[Stored items from a collection]
+++
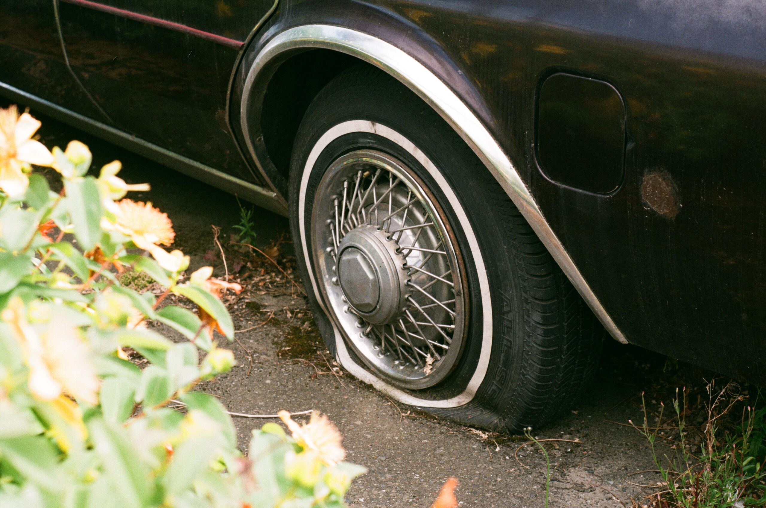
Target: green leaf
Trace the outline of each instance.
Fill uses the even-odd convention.
[[[32,411],[11,406],[3,411],[0,418],[0,438],[21,438],[41,434],[45,429],[40,424]]]
[[[97,418],[90,422],[88,429],[112,485],[113,499],[128,508],[149,506],[154,487],[151,471],[128,439],[127,431]]]
[[[218,399],[201,392],[190,392],[181,395],[181,401],[188,407],[189,411],[199,409],[221,424],[228,446],[231,448],[237,446],[237,431],[234,430],[234,422]]]
[[[223,302],[216,298],[211,293],[198,286],[177,286],[173,288],[173,292],[186,297],[192,302],[201,306],[213,319],[218,322],[224,335],[229,340],[234,339],[234,324],[231,321],[231,316],[226,310]]]
[[[24,356],[11,328],[0,322],[0,365],[11,372],[24,365]],[[2,419],[2,418],[0,418]]]
[[[101,383],[100,398],[103,419],[108,423],[122,424],[133,412],[134,384],[125,378],[109,377]]]
[[[165,368],[165,355],[167,349],[152,349],[152,348],[142,347],[135,347],[133,349],[141,353],[141,356],[149,360],[152,365]]]
[[[195,480],[210,467],[217,449],[215,441],[207,438],[195,438],[182,443],[174,451],[165,475],[167,493],[177,496],[189,489]]]
[[[0,261],[0,263],[2,262]],[[66,302],[82,302],[83,303],[90,301],[89,297],[82,294],[77,290],[63,290],[58,287],[48,287],[47,286],[31,284],[26,282],[19,283],[18,287],[26,293],[43,298],[61,298]]]
[[[57,491],[66,484],[58,468],[58,451],[42,436],[0,439],[0,454],[43,489]]]
[[[175,344],[168,349],[165,356],[165,366],[173,389],[178,390],[200,376],[197,365],[199,358],[197,356],[197,348],[188,342]]]
[[[69,215],[74,226],[74,237],[83,250],[90,251],[101,238],[101,198],[96,180],[64,180]]]
[[[146,299],[139,293],[123,286],[112,286],[112,290],[118,294],[121,294],[129,298],[130,301],[133,303],[133,306],[140,310],[141,313],[149,319],[156,319],[157,315],[156,313],[155,313],[154,309],[152,308],[152,304],[149,303],[149,301],[147,301]]]
[[[8,207],[5,207],[6,208]],[[6,251],[21,251],[30,244],[38,232],[41,212],[10,208],[2,211],[0,215],[0,247]]]
[[[157,365],[149,365],[141,372],[141,380],[136,390],[135,400],[145,408],[152,408],[170,398],[173,390],[168,371]]]
[[[146,256],[136,256],[135,257],[129,257],[125,256],[124,258],[128,261],[129,264],[133,264],[134,269],[139,271],[144,272],[150,277],[154,279],[158,284],[163,287],[170,287],[171,284],[173,283],[170,277],[168,277],[168,273],[165,270],[165,268],[159,266],[157,261],[154,261],[151,257],[146,257]],[[122,261],[122,259],[120,261]],[[133,259],[133,263],[129,261]]]
[[[42,175],[30,175],[29,187],[27,188],[27,195],[24,201],[30,208],[35,210],[42,209],[48,204],[51,187],[47,185],[47,180]]]
[[[115,332],[117,336],[117,342],[120,346],[125,346],[134,349],[163,349],[170,348],[172,342],[150,329],[121,329]]]
[[[195,346],[205,351],[210,351],[212,342],[207,333],[201,333],[202,322],[188,309],[177,305],[168,305],[157,312],[156,320],[183,334]]]
[[[48,248],[53,251],[57,257],[57,259],[66,263],[67,266],[72,269],[75,275],[80,280],[85,281],[88,280],[88,266],[85,257],[68,241],[62,241],[58,244],[52,244]]]
[[[0,294],[15,287],[32,268],[32,262],[26,256],[0,252]]]
[[[93,358],[96,373],[101,376],[114,375],[136,382],[141,375],[141,369],[134,364],[114,356],[98,355]]]

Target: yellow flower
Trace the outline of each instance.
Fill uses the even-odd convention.
[[[117,173],[122,169],[123,164],[119,160],[112,161],[101,168],[101,174],[98,179],[103,185],[106,193],[109,195],[108,201],[110,203],[112,200],[124,198],[129,191],[148,191],[150,188],[148,183],[126,183],[125,180],[117,176]],[[107,208],[111,208],[111,205],[108,205]]]
[[[115,226],[130,237],[139,248],[149,251],[152,245],[170,245],[175,238],[168,214],[152,206],[151,202],[123,199],[117,203],[119,212]]]
[[[40,128],[40,121],[28,113],[21,116],[15,106],[0,110],[0,190],[11,198],[24,195],[29,186],[25,172],[30,165],[51,166],[51,152],[31,137]]]
[[[38,335],[27,322],[24,303],[15,297],[0,317],[11,326],[29,365],[29,391],[52,401],[62,394],[98,403],[99,379],[87,345],[71,323],[54,316]]]
[[[328,466],[335,465],[345,457],[345,450],[341,446],[343,438],[327,415],[315,411],[311,413],[309,423],[299,425],[286,411],[277,414],[304,451],[316,454]]]
[[[133,243],[135,241],[134,240]],[[138,245],[138,244],[136,244]],[[162,247],[151,245],[149,247],[149,251],[152,254],[152,257],[157,261],[157,264],[169,272],[177,274],[188,268],[189,257],[185,256],[184,253],[178,249],[169,253]]]

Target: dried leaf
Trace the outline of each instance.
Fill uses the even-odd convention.
[[[434,501],[431,508],[457,508],[457,499],[455,498],[455,487],[457,487],[457,478],[450,477],[441,486],[439,497]]]

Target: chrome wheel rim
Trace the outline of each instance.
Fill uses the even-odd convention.
[[[322,296],[365,364],[409,389],[449,375],[465,342],[465,270],[417,175],[375,150],[339,157],[317,187],[312,231]]]

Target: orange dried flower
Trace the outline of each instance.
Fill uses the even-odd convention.
[[[139,247],[149,250],[152,245],[170,245],[175,238],[173,223],[168,214],[152,206],[151,202],[123,199],[117,202],[117,230],[127,234]]]

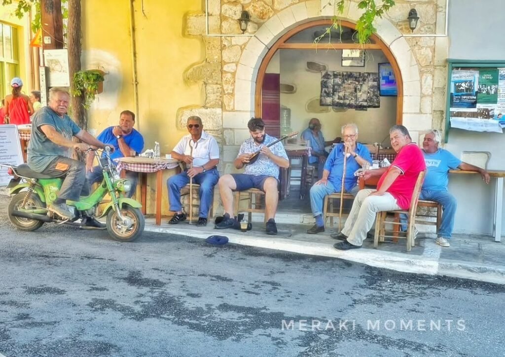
+++
Problem details:
Rewrite the stretch from the line containing "Target: orange dried flower" through the end of the data, swapping "even-odd" for "nonzero" and changing nothing else. Leave the pictures out.

Written solution:
Target: orange dried flower
Trace the outline of each instance.
Fill uses the nonzero convention.
[[[139,247],[149,250],[152,245],[170,245],[175,238],[173,223],[168,214],[152,206],[151,202],[123,199],[117,202],[117,230],[127,234]]]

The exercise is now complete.